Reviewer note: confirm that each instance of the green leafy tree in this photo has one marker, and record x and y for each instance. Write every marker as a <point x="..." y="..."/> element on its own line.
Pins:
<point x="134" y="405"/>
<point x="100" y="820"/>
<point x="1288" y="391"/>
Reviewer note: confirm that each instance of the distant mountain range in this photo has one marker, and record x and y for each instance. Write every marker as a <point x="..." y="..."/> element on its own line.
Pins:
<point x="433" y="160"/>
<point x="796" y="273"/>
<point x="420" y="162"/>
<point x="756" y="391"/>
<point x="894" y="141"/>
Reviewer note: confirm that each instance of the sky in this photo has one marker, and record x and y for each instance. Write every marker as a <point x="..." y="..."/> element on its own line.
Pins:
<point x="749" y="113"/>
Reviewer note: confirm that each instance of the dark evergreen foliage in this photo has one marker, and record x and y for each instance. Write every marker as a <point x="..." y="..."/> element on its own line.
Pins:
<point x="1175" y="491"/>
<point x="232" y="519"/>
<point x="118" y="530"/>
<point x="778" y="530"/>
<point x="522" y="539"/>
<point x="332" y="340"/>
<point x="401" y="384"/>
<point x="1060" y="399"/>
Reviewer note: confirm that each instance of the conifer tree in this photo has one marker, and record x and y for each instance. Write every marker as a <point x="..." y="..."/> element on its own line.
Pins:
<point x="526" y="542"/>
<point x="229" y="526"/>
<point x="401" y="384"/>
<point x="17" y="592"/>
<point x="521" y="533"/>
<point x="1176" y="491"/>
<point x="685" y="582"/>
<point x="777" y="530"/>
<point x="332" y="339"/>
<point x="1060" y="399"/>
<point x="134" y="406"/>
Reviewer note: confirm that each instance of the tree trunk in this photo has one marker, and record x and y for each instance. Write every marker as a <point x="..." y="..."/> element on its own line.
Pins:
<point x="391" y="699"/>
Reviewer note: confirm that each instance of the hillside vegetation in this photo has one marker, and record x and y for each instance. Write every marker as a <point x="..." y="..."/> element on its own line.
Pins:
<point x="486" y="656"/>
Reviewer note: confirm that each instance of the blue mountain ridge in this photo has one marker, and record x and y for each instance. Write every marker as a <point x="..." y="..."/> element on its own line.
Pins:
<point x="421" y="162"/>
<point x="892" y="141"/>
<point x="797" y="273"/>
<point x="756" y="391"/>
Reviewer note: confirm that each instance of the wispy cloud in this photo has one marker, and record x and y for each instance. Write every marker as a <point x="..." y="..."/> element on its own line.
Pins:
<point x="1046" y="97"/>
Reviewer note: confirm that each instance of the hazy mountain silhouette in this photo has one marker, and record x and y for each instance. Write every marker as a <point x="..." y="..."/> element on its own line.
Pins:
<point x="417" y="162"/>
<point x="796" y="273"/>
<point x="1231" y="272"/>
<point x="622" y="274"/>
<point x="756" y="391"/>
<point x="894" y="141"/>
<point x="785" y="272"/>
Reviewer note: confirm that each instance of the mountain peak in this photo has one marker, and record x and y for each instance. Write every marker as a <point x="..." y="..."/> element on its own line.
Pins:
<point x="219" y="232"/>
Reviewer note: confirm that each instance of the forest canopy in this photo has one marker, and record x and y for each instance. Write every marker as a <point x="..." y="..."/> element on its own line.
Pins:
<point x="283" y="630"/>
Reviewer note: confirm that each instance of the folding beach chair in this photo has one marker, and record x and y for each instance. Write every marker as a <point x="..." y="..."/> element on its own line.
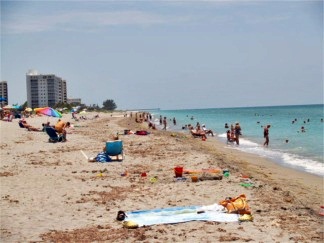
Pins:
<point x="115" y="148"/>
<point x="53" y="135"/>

+-------+

Please rewrite the listing from the line with "Reviewer note: confirm that each instance of the forest" up to and including the last line of the listing, replacing "Pins" with "Points" and changing nothing else. Leave the pictures out of your answer.

Reviewer note: confirm that each instance of the forest canopy in this photo has one marker, and record x and y for each instance. Write every marker as a <point x="..." y="..."/> element on its own line.
Points:
<point x="283" y="630"/>
Reviewer note: confirm that each instance of the folding beach chair in this photo has one marker, and record x and y for each instance. Write every marker as a <point x="..." y="..."/> element on its own line.
Points:
<point x="115" y="148"/>
<point x="53" y="135"/>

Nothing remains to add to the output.